### Données brutes

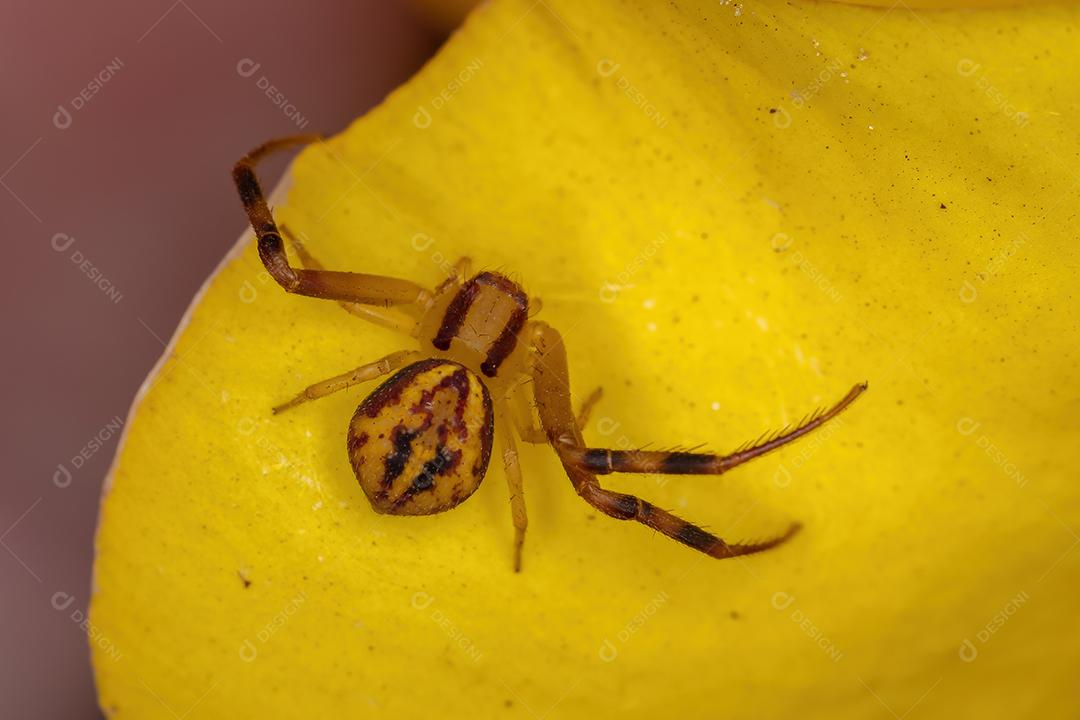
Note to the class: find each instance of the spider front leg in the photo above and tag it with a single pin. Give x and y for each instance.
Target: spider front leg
(552, 388)
(603, 461)
(326, 284)
(512, 466)
(389, 317)
(362, 374)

######

Recopiez mot pour mot l'intégralité du listing ci-dessus en omettant les images.

- [Résultat obtenu]:
Note to the class: find each instance of the spider front leg in the photo above and tag it with a single pin. Give x and y for each instance.
Target: spider front leg
(552, 388)
(603, 461)
(326, 284)
(512, 466)
(389, 317)
(362, 374)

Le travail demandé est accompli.